Exercise description. Repeat the entries exactly, and do not carry the pictures over.

Input data.

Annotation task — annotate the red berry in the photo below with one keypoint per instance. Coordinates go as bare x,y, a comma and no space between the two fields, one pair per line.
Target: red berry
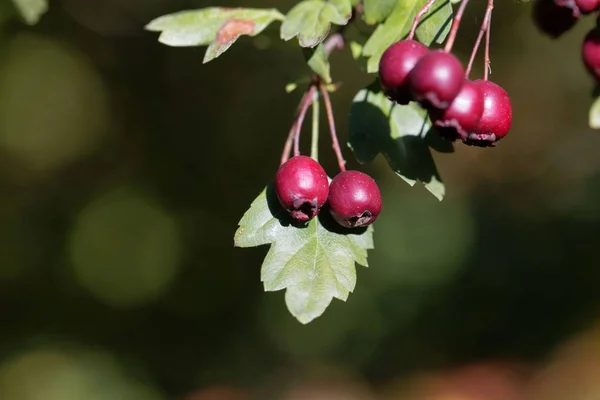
587,6
354,199
463,115
553,18
395,65
436,79
590,53
302,187
496,120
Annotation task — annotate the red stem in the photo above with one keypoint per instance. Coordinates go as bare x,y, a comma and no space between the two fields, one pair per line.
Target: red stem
424,10
482,30
334,140
455,24
487,62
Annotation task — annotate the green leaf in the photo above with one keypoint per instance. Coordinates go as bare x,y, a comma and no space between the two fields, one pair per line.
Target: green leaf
314,263
318,61
400,133
377,10
310,20
31,10
594,115
433,27
217,27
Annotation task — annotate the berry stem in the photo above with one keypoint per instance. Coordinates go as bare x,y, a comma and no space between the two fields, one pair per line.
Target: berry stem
334,140
314,140
304,104
424,10
482,30
487,61
455,24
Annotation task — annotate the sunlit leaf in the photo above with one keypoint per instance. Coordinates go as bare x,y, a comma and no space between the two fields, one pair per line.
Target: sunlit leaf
433,27
314,263
217,27
378,125
310,20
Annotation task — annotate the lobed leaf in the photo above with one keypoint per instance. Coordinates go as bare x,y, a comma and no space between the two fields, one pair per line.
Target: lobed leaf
314,263
433,27
310,20
400,133
31,10
217,27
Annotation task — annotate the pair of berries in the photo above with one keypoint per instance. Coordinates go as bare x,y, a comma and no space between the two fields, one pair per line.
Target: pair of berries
478,112
303,188
555,17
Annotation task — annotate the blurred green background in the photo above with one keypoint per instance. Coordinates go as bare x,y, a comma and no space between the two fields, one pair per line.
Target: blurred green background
125,166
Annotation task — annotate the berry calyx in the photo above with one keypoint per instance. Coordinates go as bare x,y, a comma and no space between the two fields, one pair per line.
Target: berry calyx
302,187
395,65
590,53
354,199
587,6
436,79
552,18
496,120
463,115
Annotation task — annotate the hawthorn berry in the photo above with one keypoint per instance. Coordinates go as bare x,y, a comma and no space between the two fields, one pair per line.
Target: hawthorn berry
496,120
436,79
552,18
590,53
302,186
463,115
354,199
395,65
587,6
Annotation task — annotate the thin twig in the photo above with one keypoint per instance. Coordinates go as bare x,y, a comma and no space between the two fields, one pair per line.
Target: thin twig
334,140
424,10
482,31
455,24
487,61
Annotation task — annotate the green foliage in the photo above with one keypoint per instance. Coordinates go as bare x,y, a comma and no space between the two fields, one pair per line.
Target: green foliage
314,263
31,10
434,27
378,125
310,20
216,27
594,114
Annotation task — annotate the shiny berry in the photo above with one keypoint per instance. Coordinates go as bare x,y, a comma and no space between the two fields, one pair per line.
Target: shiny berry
496,120
587,6
395,65
302,187
354,199
553,18
463,115
590,53
436,79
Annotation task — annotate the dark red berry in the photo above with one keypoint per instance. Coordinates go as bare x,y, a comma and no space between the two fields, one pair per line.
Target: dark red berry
354,199
590,53
463,115
395,65
436,79
587,6
552,18
302,187
496,120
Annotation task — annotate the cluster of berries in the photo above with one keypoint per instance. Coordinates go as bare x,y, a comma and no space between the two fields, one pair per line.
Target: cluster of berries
555,17
303,188
477,112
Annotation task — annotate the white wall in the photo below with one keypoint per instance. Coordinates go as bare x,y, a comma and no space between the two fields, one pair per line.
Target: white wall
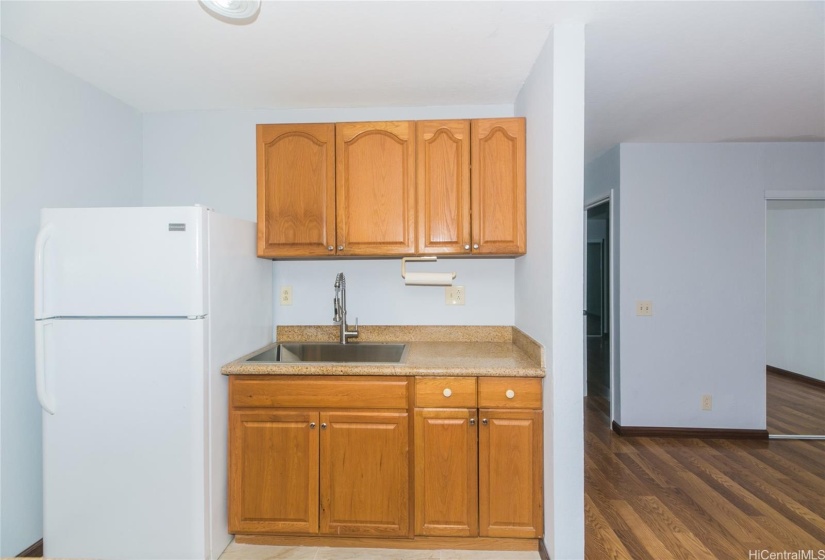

Your response.
Annotation task — annotate the red berry in the photo below with one keypoint per instance. Coordinates go as bare x,y, a comma and no space between the two fields, one pair per line.
Target: red berry
587,6
354,199
463,115
553,18
395,65
436,79
590,53
302,187
496,120
Annotation task — annotate the red stem in the photo above with one keypoint per instance. Coordinates go as bare x,y, a comma and no space between the two fields, one pair per line.
Target: red stem
424,10
482,30
334,140
455,24
487,62
Annotation task — annotate the green leaf in the photo above with one keypoint per instance. Coordinates go as bare x,y, a comma and no space between the two fields, one pair per line.
Target: green leaf
314,263
318,61
400,133
377,10
310,20
31,10
594,115
433,27
217,27
Annotation task — annotate the berry stem in the photo above with one keypoint per instance. Coordinates go as bare x,y, a comma and no space between the two fields, one pair per line.
Target: berry stem
334,140
314,140
304,104
424,10
482,30
487,61
455,24
Annotation task — annotate the sunlit leaf in the photo above with one keypoint per instance. Coordinates go as bare x,y, a comma and no space between the two fields, one pair per line.
Target: sunlit leaf
433,27
314,263
217,27
378,125
310,20
Annotation task — annotate the lobed leaf in the photo above with one keypoint per instance. Coordinates go as bare x,y, a comma and no space between the two fields, one pair per line.
Target: lobed leaf
314,263
433,27
310,20
400,133
31,10
217,27
Annotation task — annotate the pair of berries in the photo above with one keypoint per instance. Coordinates go as bare x,y, a comma and no space between the two fields, one pair per line.
Target: pair of berries
478,112
303,188
555,17
Annotation task — annotate the blurred green background in the photo above with one keypoint per instance. Coordinates go as bare x,y, a comma and no space between the two fields, one pair per line.
Target: blurred green background
125,166
Annotation task — annotate the berry calyx in the photo above with one keypoint per instance. Coordinates go as bare x,y, a comma and no space between the two fields, one pair per line.
Target: berry calyx
302,187
395,65
590,53
354,199
587,6
436,79
552,18
496,120
463,115
Annotation task — annotate the hawthorn berry in the photo above with one keypoint per instance. Coordinates go as bare x,y, a comma and no space between the two fields, one pair per line.
Target: hawthorn berry
496,120
436,79
552,18
590,53
302,186
463,115
354,199
395,65
587,6
Annotation task — annotate the thin twig in the photo above with one keypoint per instance. Coordinates go as bare x,y, a comma and no space between the two fields, one pair per line.
Target: thin twig
334,140
424,10
482,31
455,24
487,61
Annotation task — annotate the green foliage in the photo above with one keypoint per instance. Coordinates go as bare x,y, a comma and no space between the two fields, one pair per line.
Target: green foliage
314,263
31,10
434,27
378,125
310,20
216,27
594,114
Annotation task — annotate the shiny berry in the photo above with one keypoint per instance. Coordinates go as bare x,y, a comma and no space between the two fields, one pair per line.
Target: shiny berry
496,120
587,6
395,65
302,187
354,199
553,18
463,115
590,53
436,79
Annotation task — annotate the dark red berry in the photo above with one keypoint per instance. Coordinates go as bare x,y, a comma and no space between the two fields, one pair per line.
Target: dark red berry
354,199
590,53
463,115
395,65
436,79
587,6
552,18
302,187
496,120
Annotation task — annotate the cluster of berries in the photo above with one keypoint per instance. Coordinates go as bare x,y, a comma and no space between the two fields, one pair per line.
Target: cluster of berries
555,17
303,188
477,112
Annotation task — annotate the white wall in the photo below with one keypoint per instance. Coordinates go as bare x,y, a comma and no space between the two fields, one pair per line.
Target: white wall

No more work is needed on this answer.